| PROBLEM DETAILS |
Every record must be copied exactly. Leave nothing out.

| RECORD EXTRACTS |
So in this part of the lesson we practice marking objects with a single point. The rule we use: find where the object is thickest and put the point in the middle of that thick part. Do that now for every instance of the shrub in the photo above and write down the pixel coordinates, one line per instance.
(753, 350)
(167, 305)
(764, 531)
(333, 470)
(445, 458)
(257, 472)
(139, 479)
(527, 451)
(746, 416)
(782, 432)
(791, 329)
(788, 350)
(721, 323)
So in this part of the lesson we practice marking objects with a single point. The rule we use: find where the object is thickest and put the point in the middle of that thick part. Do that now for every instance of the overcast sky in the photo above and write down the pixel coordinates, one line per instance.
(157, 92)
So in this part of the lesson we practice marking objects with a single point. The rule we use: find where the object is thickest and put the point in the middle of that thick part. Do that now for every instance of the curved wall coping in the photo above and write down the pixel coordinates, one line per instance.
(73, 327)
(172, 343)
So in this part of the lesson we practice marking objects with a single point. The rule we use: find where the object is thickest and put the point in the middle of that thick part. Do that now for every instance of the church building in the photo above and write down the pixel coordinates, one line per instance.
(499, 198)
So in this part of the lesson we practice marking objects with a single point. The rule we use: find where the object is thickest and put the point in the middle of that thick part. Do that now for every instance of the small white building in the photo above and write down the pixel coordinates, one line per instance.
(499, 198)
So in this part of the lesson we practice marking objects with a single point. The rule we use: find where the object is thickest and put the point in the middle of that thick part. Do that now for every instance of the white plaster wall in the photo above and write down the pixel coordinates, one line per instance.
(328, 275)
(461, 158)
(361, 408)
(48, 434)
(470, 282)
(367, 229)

| EXERCISE OUTPUT |
So in this part of the lesson we practice marking objects with a single point. The rule we use: find where the object is thickest and put the point in the middle of that thick part. Do that now for every instance of the shrub in the photo above and write down the pixel coordinates, one line per instance.
(753, 350)
(167, 305)
(764, 531)
(333, 470)
(445, 458)
(257, 472)
(139, 479)
(527, 451)
(746, 416)
(782, 432)
(791, 329)
(788, 350)
(721, 323)
So in this part of the lesson we practice marking objects with a single point. The rule we use: find where the object is thickest and put the point in the middle of that thick part. Do that now for every instance of the overcast sky in the photo above and write down the pixel coordinates, one line per instance.
(157, 92)
So in this part of the lesson we practice marking objects with a single point. The rule we use: find where the object is thickest and put the point in the middle of that thick part. Do that now for every instance of the curved wall coping in the photo above and write down the pixel coordinates, one line per instance.
(73, 327)
(172, 343)
So in this part of the lesson we practice marking objects with a single point. The rule we use: find where the object is thickest and put the point in the middle of that thick part. Do that now for every instance of the church building in the photo above and write down the pixel coordinates, one line per instance.
(499, 198)
So in this part of the lesson we practice marking objects with a single point. The rule we use: find where the object is thickest and put the point in the middle of that thick part. Do that now for every instance of the small white building in the photo above and write down the pixel coordinates, one line per instance.
(499, 198)
So in this part of the lesson we practice marking objects with a single point. The rule we use: find where the object is thickest and put the point in the middle of that thick part. Do that now for every instance of the white plaster wall in the photo above and write down the pixel coordinates, one line per instance.
(328, 275)
(461, 158)
(361, 408)
(48, 434)
(470, 282)
(367, 229)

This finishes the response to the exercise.